---------- Reading passage ----------

OpenAI will be rolling out “Voice Mode” for the GPT-4o model in ChatGPT for Plus members starting next week. OpenAI CEO, Sam Altman, while responding to a question on X (formerly Twitter), regarding the feature’s availability said that voice mode for GPT-4o will be available in a limited “alpha” release for ChatGPT Plus subscribers from next week.
alpha rollout starts to plus subscribers next week!
— Sam Altman (@sama) July 25, 2024
When OpenAI released its new flagship AI model GPT-4o in May, it announced significant improvements to its talkback feature for ChatGPT. While Voice Mode already exists in ChatGPT across both free and paid tires, its capability is quite limited.
Also Read
Voice Mode for GPT-4o
In the current version, Voice Mode to talk to ChatGPT works with latencies of 2.8 seconds (GPT-3.5) and 5.4 seconds (GPT-4) on average. This latency is the result of a data processing pipeline of three separate models: one simple model transcribes audio to text, GPT-3.5 or GPT-4 takes in text and outputs text, and a third simple model converts that text back to audio. According to OpenAI, this process results in loss of lots of information to the main source of intelligence, GPT-4.

----------

§ **Problems to solve**
1. Copy the part of the Voice Mode article starting at "alpha rollout starts" and ending at "is quite limited.".
2. Write a continuation of the Voice Mode article, beginning right after its final sentence.
The listing after the Voice Mode article has nothing to do with what you are asked to do here.

---------- Source material ----------

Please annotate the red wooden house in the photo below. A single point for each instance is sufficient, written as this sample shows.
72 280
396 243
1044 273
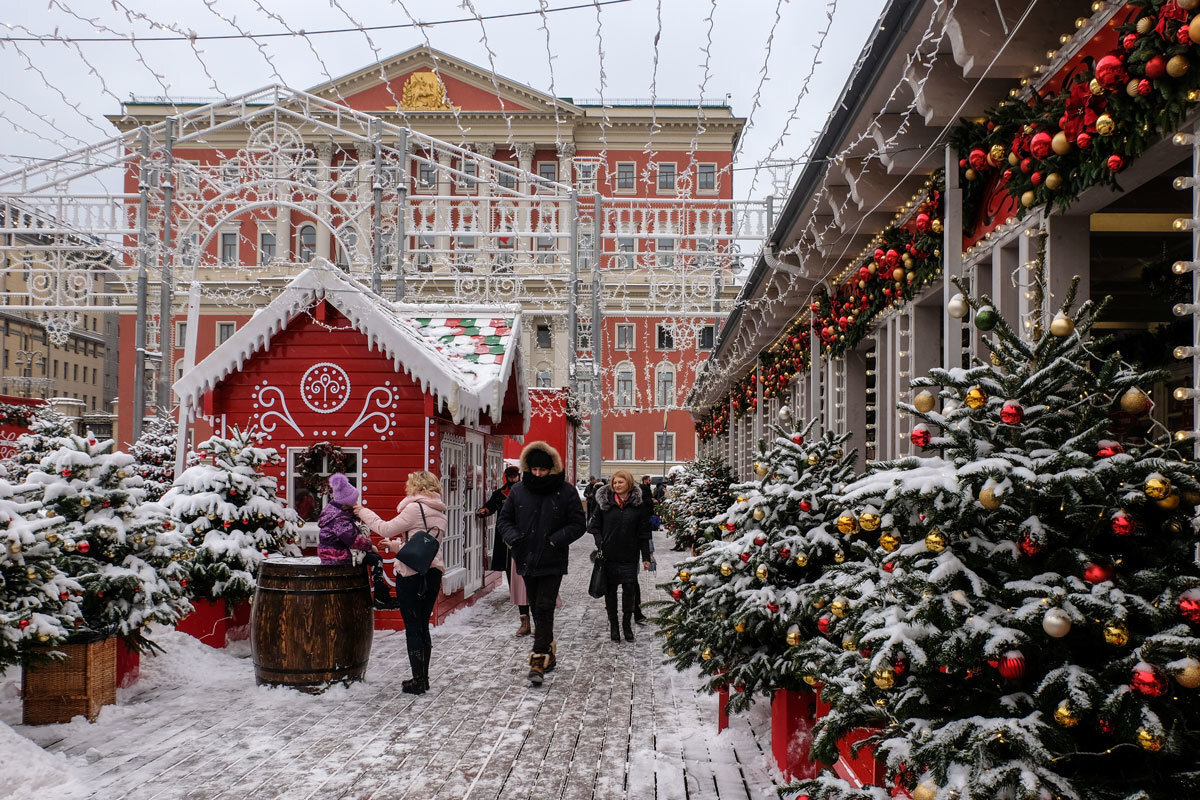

----------

§ **Results for the exercise**
1.
alpha rollout starts to plus subscribers next week!
— Sam Altman (@sama) July 25, 2024
When OpenAI released its new flagship AI model GPT-4o in May, it announced significant improvements to its talkback feature for ChatGPT. While Voice Mode already exists in ChatGPT across both free and paid tires, its capability is quite limited.

2.
With the GPT-4o model, which the company said is trained end-to-end across text, vision, and audio, all inputs and outputs are processed by the same neural network. This lowers down the latency for natural conversational experience and improves results since all the information is processed over the same neural network. Additionally, OpenAI said that GPT-4o is more capable of handling interruptions, manages group conversations effectively, filters out background noise, and adapts to tone.